WHAT YOU ARE ASKED TO DO:
Which lines below fall between the one containing "TARGET = dirt ground" and the one containing "TARGET = vertical exhaust stack"? Repeat them exactly, counting both of those lines, and add nothing else.

[[ DATA PROVIDED open ]]

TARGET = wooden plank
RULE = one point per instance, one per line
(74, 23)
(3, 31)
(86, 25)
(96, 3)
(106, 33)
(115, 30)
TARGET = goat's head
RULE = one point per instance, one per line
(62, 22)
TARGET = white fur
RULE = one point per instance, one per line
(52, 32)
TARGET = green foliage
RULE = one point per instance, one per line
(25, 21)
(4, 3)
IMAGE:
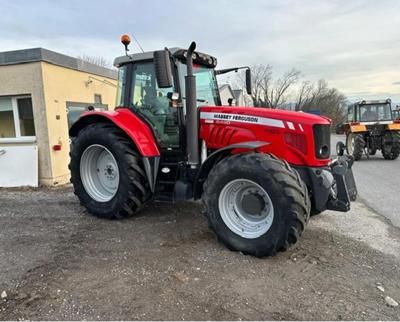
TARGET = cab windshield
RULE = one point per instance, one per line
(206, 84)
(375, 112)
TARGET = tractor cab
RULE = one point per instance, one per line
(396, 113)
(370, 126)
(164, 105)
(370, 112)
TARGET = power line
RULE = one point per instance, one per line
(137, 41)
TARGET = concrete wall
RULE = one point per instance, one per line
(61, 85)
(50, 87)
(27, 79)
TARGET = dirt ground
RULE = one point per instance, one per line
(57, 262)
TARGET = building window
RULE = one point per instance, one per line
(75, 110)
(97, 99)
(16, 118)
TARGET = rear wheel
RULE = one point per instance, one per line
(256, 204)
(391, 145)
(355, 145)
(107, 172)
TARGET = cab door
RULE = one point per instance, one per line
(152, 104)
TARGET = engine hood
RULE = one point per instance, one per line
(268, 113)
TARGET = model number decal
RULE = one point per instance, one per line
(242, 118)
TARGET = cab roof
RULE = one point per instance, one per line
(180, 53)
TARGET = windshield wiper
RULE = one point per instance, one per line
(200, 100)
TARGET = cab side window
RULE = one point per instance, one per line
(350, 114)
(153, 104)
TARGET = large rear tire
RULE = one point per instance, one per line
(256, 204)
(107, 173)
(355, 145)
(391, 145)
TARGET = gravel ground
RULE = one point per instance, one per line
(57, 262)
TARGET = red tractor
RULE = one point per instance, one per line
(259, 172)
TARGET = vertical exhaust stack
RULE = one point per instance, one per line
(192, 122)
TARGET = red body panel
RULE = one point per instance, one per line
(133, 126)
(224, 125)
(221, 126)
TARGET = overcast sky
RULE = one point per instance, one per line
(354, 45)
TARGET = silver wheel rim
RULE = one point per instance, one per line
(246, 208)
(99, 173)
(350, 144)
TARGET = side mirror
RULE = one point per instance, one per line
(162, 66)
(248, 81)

[[ DATA PROVIDED closed ]]
[[ DATA PROVIDED open ]]

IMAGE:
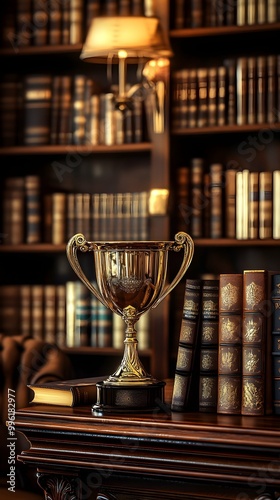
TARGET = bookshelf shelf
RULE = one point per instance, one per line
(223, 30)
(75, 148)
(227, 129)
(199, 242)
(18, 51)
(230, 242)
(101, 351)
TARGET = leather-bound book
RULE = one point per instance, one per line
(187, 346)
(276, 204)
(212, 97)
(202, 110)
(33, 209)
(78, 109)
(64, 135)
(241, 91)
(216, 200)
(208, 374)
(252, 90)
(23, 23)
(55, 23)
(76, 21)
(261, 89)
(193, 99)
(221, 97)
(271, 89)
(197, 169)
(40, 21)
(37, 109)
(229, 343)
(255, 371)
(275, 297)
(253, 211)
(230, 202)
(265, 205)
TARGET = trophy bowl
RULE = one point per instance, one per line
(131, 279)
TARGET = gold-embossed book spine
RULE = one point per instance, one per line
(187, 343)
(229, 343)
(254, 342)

[[ DATA PROVIDED closed ]]

YOUR RESPONSE:
TARGET = dirt ground
RULE = one point per instance, one per line
(57, 262)
TARGET = building window
RULE = one point per instance, one per line
(75, 110)
(97, 99)
(16, 118)
TARGET = rear wheel
RULE = one point per instance, one per line
(256, 204)
(391, 145)
(355, 145)
(107, 172)
TARGET = cab door
RULE = one point per instance, one per line
(152, 104)
TARGET = engine hood
RULE = one point per instance, one per line
(268, 113)
TARGET = model number decal
RULE = one point per instance, one per line
(242, 118)
TARGET = cab roof
RULE = one point per instance, one per line
(180, 53)
TARGET = windshield wiper
RULE = one point per instance, one per line
(200, 100)
TARGET = cab side window
RULE = one point per instance, one per line
(350, 114)
(153, 104)
TARGET = large rear tire
RULE = one point per instance, one per line
(256, 204)
(107, 173)
(355, 145)
(391, 145)
TARGET = gravel ground
RULE = one point per instance, one per line
(57, 262)
TARGET = red tractor
RULE = one point per instance, one per line
(259, 172)
TARGET = vertical exhaust stack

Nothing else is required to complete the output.